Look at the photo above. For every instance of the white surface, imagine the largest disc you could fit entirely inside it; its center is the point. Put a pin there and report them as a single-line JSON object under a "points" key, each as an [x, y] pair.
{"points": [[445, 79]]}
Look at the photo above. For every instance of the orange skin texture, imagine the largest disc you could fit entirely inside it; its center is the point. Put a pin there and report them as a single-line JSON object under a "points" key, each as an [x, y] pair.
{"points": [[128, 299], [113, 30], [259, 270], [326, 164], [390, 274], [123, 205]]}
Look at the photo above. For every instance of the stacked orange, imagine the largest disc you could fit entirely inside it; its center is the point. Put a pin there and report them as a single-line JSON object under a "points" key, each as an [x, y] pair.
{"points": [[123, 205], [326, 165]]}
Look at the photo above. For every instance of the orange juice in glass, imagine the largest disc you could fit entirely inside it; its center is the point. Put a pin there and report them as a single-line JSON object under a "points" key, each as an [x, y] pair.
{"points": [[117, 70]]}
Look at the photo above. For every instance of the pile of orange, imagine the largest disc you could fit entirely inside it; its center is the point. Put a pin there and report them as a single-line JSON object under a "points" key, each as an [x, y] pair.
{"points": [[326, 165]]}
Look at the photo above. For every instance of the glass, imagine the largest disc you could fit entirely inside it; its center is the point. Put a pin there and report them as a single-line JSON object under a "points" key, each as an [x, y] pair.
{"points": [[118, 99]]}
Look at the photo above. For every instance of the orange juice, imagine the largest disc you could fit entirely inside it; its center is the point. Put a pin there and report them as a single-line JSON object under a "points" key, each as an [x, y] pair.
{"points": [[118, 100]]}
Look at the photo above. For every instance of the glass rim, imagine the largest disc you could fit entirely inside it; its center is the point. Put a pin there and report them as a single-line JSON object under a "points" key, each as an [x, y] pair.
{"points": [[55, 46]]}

--- --- ---

§ **Instructions to follow**
Copy out every entry above word for word, in the same order.

§ **Exercise result**
Look at the photo above. For every instance of the white surface, imagine the largest disc you could fit entirely inside it; its center is the point. Put a pin there and report them as a single-line JSON object under a "points" key, each as an [x, y] pair.
{"points": [[445, 79]]}
Look at the photo above. For every instance of the orange skin texture, imagine the largest disc you could fit entirely inside it; its center is the point. Put a pin there and report them as a single-line JSON object under a "points" key, each as an [x, y] pair.
{"points": [[128, 299], [113, 30], [259, 270], [326, 164], [390, 274], [123, 205]]}
Look at the photo above. For every instance of the stacked orange, imagine the largest disc you could fit entirely inside it; its center is the point. Put a pin there and report them as a single-line JSON object under a "points" key, each as an [x, y] pair.
{"points": [[123, 205], [326, 165]]}
Look at the photo above. For every instance of the orange juice in glass, imagine the largest disc you could fit entirely inside it; its center is the point. Put a pin there and report them as a single-line JSON object under a "points" key, each as an [x, y] pair.
{"points": [[117, 70]]}
Look at the photo above. For every instance of the pile of orange, imagine the largest disc you could fit entirely inside it; its center is the point. Put a pin there and report them as a single-line JSON object under a "points" key, each as an [x, y] pair.
{"points": [[326, 165]]}
Look at the photo above. For every instance of the glass, imagine the largest disc you could fit entirely inside it; its center is the point. Put a pin there and report them as a single-line JSON object under a "points" key, each as an [x, y] pair.
{"points": [[118, 99]]}
Look at the photo above. For every instance of the orange juice, imagine the largest disc you could fit entirely inside it; its center is the point. Put a pin there and report them as a single-line JSON object under a "points" key, each as an [x, y] pair.
{"points": [[118, 100]]}
Look at the photo above. For every instance of the glass rim, imagine the largest disc you could fit entirely inside it; its center is the point. Put a pin there and report them as a single-line JSON object under a "points" key, each as an [x, y] pair.
{"points": [[55, 46]]}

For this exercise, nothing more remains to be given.